THE INPUT:
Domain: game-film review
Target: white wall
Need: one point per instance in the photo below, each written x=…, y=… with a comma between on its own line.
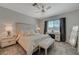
x=8, y=16
x=72, y=18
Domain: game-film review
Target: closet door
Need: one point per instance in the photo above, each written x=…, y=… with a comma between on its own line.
x=63, y=29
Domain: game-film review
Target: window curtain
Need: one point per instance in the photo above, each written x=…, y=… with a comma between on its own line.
x=45, y=27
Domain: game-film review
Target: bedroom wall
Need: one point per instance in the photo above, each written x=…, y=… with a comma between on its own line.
x=10, y=17
x=72, y=18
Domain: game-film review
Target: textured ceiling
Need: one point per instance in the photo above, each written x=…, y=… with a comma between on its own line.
x=28, y=9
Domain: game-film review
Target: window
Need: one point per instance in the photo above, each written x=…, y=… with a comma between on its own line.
x=53, y=25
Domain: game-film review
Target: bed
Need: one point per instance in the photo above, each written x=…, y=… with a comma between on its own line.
x=29, y=40
x=30, y=43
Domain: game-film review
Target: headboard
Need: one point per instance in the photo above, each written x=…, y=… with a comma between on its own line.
x=23, y=27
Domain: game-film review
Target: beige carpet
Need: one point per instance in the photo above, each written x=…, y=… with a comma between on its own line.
x=60, y=48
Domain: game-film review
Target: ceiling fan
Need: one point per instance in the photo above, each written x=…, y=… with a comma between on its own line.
x=41, y=7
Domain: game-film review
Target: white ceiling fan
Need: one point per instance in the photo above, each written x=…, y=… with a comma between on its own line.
x=41, y=7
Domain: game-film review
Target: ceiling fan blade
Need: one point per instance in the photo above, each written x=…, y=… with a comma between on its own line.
x=49, y=7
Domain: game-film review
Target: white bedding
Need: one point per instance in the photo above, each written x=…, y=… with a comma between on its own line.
x=29, y=43
x=37, y=38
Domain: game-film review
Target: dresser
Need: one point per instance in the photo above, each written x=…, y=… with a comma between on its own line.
x=7, y=41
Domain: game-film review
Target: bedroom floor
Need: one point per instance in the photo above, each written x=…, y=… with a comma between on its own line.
x=60, y=48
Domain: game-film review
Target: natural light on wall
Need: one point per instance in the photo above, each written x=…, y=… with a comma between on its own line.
x=9, y=29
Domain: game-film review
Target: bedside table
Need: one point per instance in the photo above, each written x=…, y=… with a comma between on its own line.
x=7, y=41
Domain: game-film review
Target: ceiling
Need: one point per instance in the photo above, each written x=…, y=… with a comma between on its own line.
x=28, y=9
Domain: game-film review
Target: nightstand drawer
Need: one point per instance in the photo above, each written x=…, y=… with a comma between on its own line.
x=4, y=44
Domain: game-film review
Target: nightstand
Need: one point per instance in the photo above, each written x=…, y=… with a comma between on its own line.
x=7, y=41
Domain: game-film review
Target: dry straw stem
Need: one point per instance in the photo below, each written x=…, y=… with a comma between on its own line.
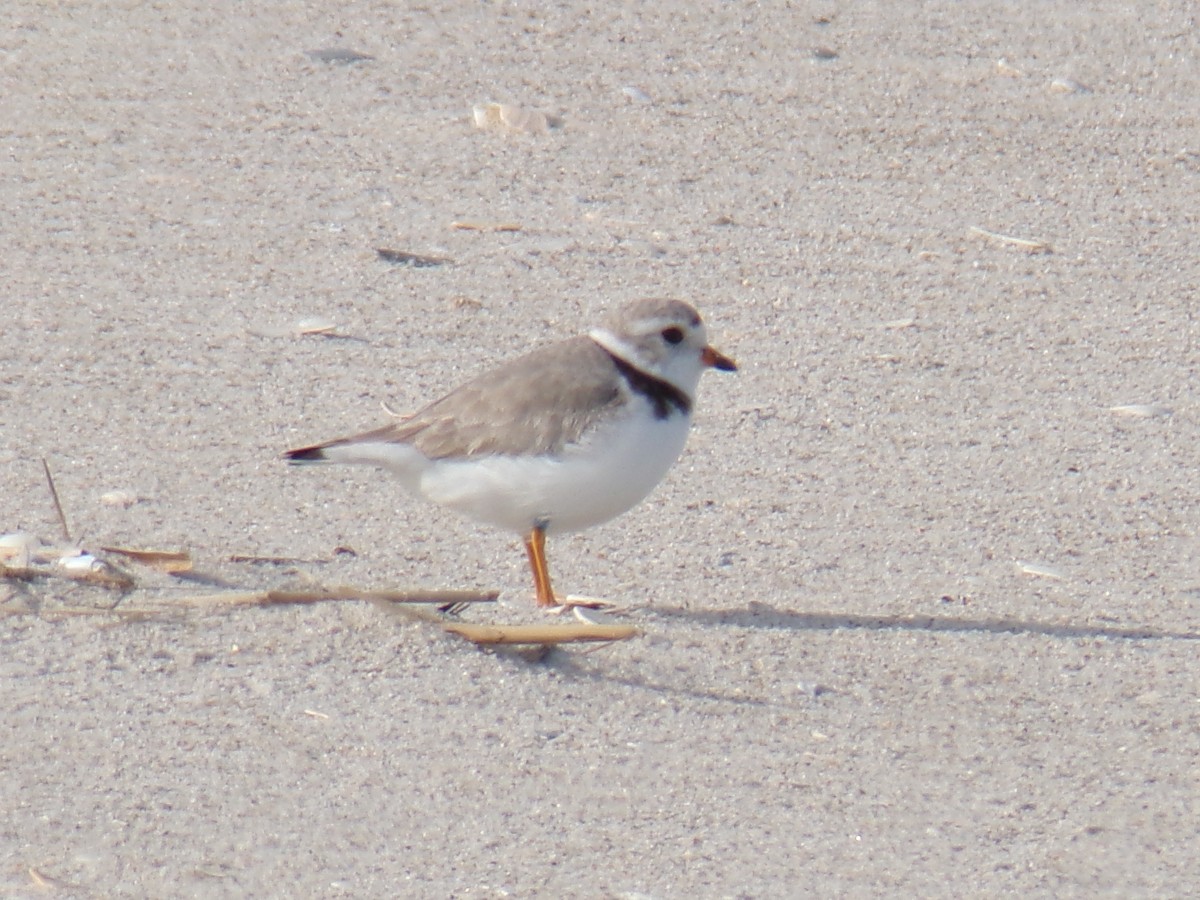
x=273, y=598
x=1032, y=246
x=541, y=634
x=58, y=504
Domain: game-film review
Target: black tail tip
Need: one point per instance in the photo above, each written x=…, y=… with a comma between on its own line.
x=305, y=454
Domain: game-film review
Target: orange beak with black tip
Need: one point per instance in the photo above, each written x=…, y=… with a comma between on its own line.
x=714, y=359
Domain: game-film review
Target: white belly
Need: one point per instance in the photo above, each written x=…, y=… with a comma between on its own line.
x=589, y=484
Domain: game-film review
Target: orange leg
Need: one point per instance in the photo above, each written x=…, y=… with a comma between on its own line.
x=535, y=549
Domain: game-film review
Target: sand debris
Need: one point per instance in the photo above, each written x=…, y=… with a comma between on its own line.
x=511, y=119
x=173, y=562
x=413, y=261
x=474, y=225
x=337, y=55
x=1141, y=411
x=1032, y=246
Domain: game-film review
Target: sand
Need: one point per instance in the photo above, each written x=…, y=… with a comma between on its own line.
x=919, y=605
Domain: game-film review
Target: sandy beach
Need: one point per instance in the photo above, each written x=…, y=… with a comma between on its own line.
x=919, y=605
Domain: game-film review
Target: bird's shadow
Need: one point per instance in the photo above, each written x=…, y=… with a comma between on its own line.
x=759, y=615
x=765, y=616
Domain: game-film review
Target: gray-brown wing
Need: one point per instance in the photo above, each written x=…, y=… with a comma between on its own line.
x=535, y=403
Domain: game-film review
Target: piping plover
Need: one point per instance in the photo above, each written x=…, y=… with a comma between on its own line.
x=561, y=439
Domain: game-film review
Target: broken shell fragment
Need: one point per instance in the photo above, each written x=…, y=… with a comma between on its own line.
x=513, y=119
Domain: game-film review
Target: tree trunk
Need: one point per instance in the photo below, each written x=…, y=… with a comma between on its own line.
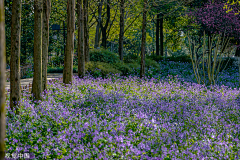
x=68, y=57
x=86, y=35
x=15, y=85
x=97, y=35
x=45, y=41
x=104, y=28
x=121, y=34
x=37, y=75
x=81, y=56
x=2, y=81
x=143, y=47
x=157, y=34
x=161, y=34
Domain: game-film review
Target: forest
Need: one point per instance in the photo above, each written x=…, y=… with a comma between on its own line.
x=138, y=79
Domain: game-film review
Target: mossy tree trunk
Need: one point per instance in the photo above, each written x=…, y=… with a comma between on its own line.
x=68, y=57
x=143, y=45
x=37, y=75
x=45, y=41
x=86, y=31
x=97, y=34
x=2, y=81
x=81, y=56
x=121, y=34
x=161, y=34
x=157, y=34
x=15, y=85
x=104, y=28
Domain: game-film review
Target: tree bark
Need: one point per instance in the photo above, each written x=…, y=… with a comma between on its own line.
x=104, y=28
x=45, y=41
x=68, y=58
x=81, y=56
x=121, y=34
x=15, y=85
x=86, y=35
x=97, y=35
x=161, y=34
x=2, y=81
x=157, y=34
x=37, y=75
x=143, y=47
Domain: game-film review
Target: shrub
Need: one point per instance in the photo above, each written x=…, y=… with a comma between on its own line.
x=155, y=57
x=123, y=67
x=130, y=58
x=181, y=58
x=60, y=69
x=102, y=55
x=101, y=69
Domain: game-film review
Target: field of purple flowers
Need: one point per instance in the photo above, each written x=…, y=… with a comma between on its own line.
x=161, y=117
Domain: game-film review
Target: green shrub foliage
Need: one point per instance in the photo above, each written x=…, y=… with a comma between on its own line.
x=102, y=55
x=101, y=69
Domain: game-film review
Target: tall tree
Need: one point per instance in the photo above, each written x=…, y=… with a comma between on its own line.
x=97, y=35
x=157, y=34
x=143, y=45
x=15, y=86
x=81, y=56
x=37, y=57
x=121, y=33
x=104, y=28
x=45, y=41
x=2, y=81
x=86, y=31
x=161, y=34
x=68, y=57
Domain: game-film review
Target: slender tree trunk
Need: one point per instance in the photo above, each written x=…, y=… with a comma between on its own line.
x=121, y=34
x=37, y=75
x=45, y=41
x=143, y=47
x=81, y=56
x=161, y=34
x=104, y=28
x=15, y=86
x=2, y=81
x=86, y=35
x=97, y=35
x=157, y=34
x=68, y=57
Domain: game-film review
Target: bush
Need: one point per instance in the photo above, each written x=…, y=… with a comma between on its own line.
x=123, y=67
x=97, y=69
x=155, y=58
x=56, y=61
x=130, y=58
x=60, y=69
x=181, y=58
x=102, y=55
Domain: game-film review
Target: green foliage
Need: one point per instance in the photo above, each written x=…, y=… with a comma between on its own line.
x=130, y=58
x=102, y=55
x=155, y=57
x=151, y=63
x=60, y=69
x=181, y=58
x=56, y=61
x=101, y=69
x=123, y=67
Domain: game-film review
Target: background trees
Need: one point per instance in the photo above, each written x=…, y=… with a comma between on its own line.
x=15, y=54
x=45, y=41
x=2, y=81
x=68, y=57
x=37, y=77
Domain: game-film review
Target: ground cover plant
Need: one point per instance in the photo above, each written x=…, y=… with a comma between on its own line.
x=164, y=116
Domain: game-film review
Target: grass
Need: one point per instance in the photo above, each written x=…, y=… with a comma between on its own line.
x=164, y=116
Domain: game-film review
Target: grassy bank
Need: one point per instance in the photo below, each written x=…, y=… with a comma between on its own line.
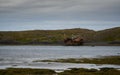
x=73, y=71
x=102, y=60
x=26, y=71
x=82, y=71
x=53, y=37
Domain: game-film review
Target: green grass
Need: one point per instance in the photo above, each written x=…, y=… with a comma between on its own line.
x=82, y=71
x=73, y=71
x=25, y=37
x=26, y=71
x=102, y=60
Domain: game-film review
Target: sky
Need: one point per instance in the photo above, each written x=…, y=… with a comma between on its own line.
x=18, y=15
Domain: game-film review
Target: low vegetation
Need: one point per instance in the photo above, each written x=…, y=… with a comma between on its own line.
x=26, y=71
x=102, y=60
x=82, y=71
x=73, y=71
x=57, y=36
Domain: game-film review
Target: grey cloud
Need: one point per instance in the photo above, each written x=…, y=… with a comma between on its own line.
x=60, y=9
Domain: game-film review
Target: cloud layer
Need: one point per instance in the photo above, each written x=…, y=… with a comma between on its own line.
x=56, y=11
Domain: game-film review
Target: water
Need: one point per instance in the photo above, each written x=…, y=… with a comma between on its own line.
x=22, y=56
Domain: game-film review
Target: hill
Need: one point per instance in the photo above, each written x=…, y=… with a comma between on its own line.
x=57, y=36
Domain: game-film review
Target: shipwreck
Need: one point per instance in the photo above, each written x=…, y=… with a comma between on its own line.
x=76, y=41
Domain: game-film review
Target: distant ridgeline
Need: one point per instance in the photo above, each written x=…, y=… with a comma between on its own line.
x=57, y=37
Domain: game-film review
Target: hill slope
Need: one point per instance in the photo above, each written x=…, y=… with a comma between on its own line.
x=55, y=36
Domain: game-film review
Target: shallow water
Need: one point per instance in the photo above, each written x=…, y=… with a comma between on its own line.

PROBLEM DETAILS:
The lines to copy are those in the listing that contain the word "trunk".

RESULT OF THIS TASK:
Target: tree trunk
Target: mossy tree trunk
Target: slender tree trunk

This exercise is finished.